Source excerpt:

Looking over a display the other day at a South Shore liquor store, three employees stood with their hands on their hips. “Nitro?” one asked, looking over a trio of new beers from Samuel Adams. “You mean like Guinness?”

 

Sort of. Guinness makes arguably the best-known nitrogen-infused beer. Poured into a glass from a tap or a can, the liquid billows onto itself, forming a frothy white head atop a jet-black beverage. Drinkers rarely think about the texture of their beer. It’s simply fizzy. But nitrogen slows down the bubbles, resulting in a creamy texture. Harsh flavors like bitterness are muted.

 

You can pour any beer through a nitrogen tap, and some Boston bars save one or two taps for rotating various brews. Portable nitrogen beers are rarer, limited to English beers like Boddington’s Pub Ale and American craft one-offs like Oskar Blues Old Chub NITRO. One untechnical explanation as to why: It’s hard to get the nitrogen into that little can.

Written instruction A: In the passage on nitrogen-infused beer, what does nitrogen do to the bubbles?
Written instruction B: Write a continuation of the passage on nitrogen-infused beer, picking up after its final sentence.
The rows aren't needed for any of this.

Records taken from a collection
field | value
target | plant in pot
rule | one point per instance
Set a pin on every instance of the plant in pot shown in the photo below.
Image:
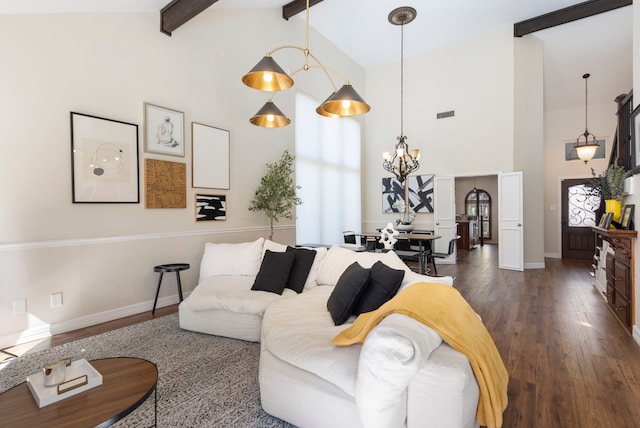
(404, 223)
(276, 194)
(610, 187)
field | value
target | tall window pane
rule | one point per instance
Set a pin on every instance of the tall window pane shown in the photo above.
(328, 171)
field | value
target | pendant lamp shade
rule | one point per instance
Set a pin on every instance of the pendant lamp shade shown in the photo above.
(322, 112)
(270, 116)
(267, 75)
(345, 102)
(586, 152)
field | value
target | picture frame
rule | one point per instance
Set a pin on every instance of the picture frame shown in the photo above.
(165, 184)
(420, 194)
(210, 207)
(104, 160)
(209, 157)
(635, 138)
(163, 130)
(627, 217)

* * *

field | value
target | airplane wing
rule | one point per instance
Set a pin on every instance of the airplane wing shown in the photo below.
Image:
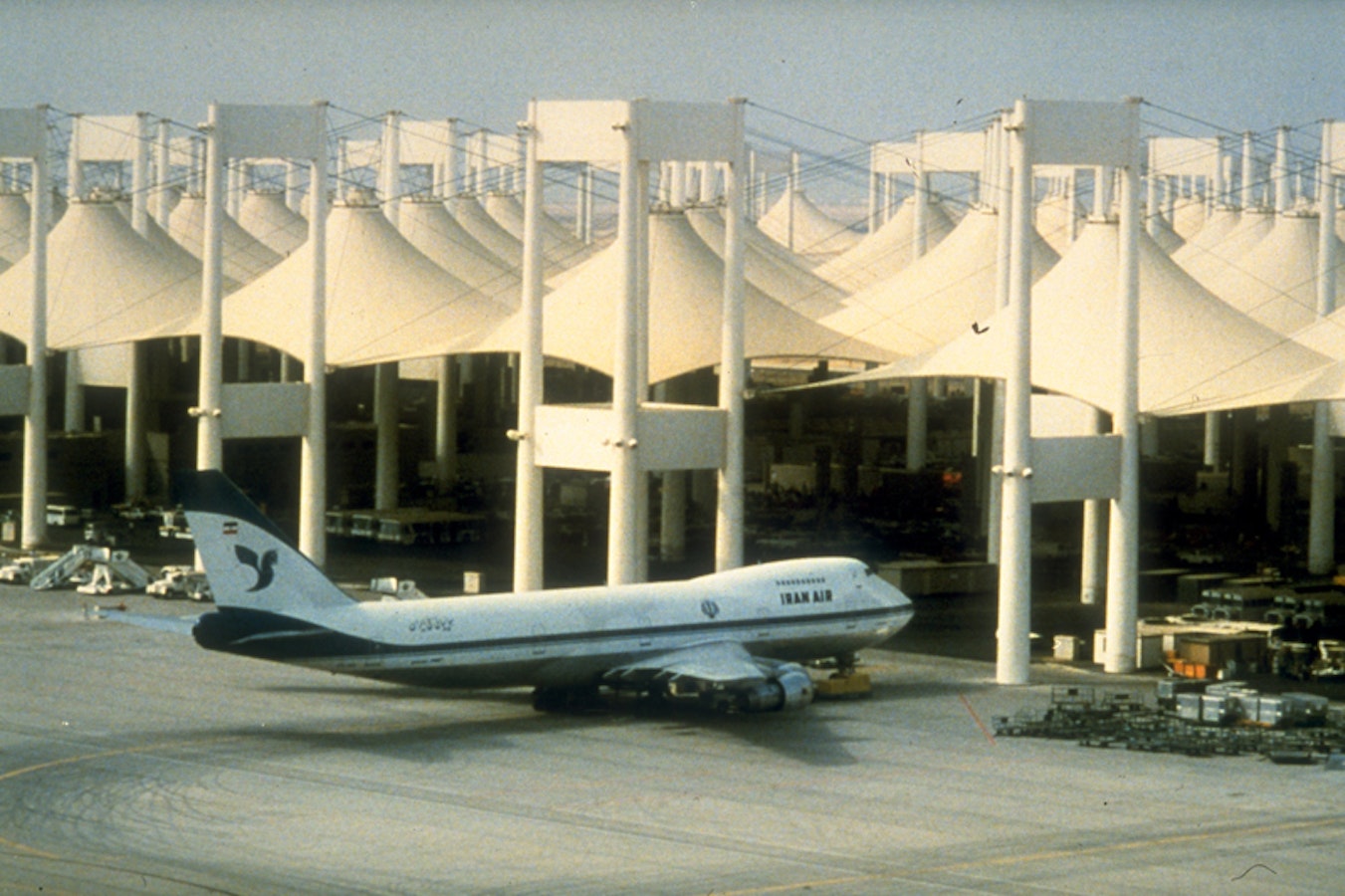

Expected output A: It slows them down, which gives the beer a creamy texture.

Expected output B:
 

The technology isn’t proprietary, but Boston Beer founder Jim Koch describes it as “difficult.” A tiny widget called a nitrogenator activates as soon as the can opens, pushing gas through the beer with a crack, whoosh, gurgle.

 

Samuel Adams is entering the nitro game with three beers. Nitro White Ale, Nitro IPA, and Nitro Coffee Stout are the company’s first stabs at nitro since the mid-1990s release of Boston Cream Ale. That beer was never canned. These are. They come in colorful 16-ounce cans with pictures of tiny bubbles cascading down the sides.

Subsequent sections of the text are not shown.